**TASKS TO PERFORM:**
1. From the service text, retype everything from "She was the" to "Council of Fellows.".
2. Does each statement below agree with the service text? Answer yes or no for (a), (b), and (c), and quote the words of the text that decide each one.
(a) She was the inaugural Secretary of the National Academy of Environmental Design from 2009 to 2012.
(b) She was elected Fellows Chair of CELA in 2012.
(c) She was the first landscape architect to be President of IALE.

**TEXT:**
────────────────────

She was the inaugural Secretary of the National Academy of Environmental Design, 2009-2012. In this role, she advocated for design research to engage with the National Science Foundation, National Institutes of Health, and other federal funders of science.
She was elected inaugural Fellows Chair of CELA (2007-09). In this work, she helped to establish the procedure and goals of the new CELA Council of Fellows.
She was a founding member of the board of the U. S. Section of the International Association for Landscape Ecology (IALE, 1985), and subsequently served as the first landscape architect to be President of IALE (1992), and as International Vice-President (1991-1999). In these capacities, she fundamentally guided the interdisciplinary nature of landscape ecology research.

────────────────────

Referring-expression pointing data:
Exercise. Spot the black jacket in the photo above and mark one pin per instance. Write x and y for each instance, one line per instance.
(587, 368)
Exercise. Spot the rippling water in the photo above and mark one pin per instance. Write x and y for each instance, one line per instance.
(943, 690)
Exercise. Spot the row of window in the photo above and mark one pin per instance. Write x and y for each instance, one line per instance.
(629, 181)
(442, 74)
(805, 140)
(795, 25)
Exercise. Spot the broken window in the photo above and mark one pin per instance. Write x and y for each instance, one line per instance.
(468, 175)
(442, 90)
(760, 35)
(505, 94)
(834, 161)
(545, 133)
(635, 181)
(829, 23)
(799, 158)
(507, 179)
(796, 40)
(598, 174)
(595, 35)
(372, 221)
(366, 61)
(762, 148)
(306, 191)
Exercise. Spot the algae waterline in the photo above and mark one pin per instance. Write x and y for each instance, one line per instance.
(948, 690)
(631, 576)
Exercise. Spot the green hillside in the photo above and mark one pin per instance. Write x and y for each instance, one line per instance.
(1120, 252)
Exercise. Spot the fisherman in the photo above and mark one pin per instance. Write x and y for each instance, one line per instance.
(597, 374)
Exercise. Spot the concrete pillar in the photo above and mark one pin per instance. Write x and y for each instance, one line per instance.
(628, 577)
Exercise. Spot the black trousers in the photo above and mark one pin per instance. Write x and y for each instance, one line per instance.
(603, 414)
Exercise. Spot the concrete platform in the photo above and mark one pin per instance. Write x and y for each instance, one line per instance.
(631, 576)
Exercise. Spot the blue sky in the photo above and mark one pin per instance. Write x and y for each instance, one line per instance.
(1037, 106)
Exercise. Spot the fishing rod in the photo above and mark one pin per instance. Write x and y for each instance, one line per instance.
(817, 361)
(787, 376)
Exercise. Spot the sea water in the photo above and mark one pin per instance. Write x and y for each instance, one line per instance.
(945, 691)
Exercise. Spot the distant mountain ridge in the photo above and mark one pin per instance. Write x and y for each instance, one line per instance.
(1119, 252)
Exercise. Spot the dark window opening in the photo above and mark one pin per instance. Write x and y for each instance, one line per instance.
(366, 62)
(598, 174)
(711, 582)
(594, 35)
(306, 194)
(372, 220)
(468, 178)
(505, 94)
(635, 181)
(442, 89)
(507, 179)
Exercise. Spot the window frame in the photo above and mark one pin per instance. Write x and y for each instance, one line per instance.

────────────────────

**YOUR WRITTEN ANSWERS:**
1.
She was the inaugural Secretary of the National Academy of Environmental Design, 2009-2012. In this role, she advocated for design research to engage with the National Science Foundation, National Institutes of Health, and other federal funders of science.
She was elected inaugural Fellows Chair of CELA (2007-09). In this work, she helped to establish the procedure and goals of the new CELA Council of Fellows.

2.
(a) Yes: "She was the inaugural Secretary of the National Academy of Environmental Design, 2009-2012."
(b) No: "She was elected inaugural Fellows Chair of CELA (2007-09)."
(c) Yes: "served as the first landscape architect to be President of IALE (1992)"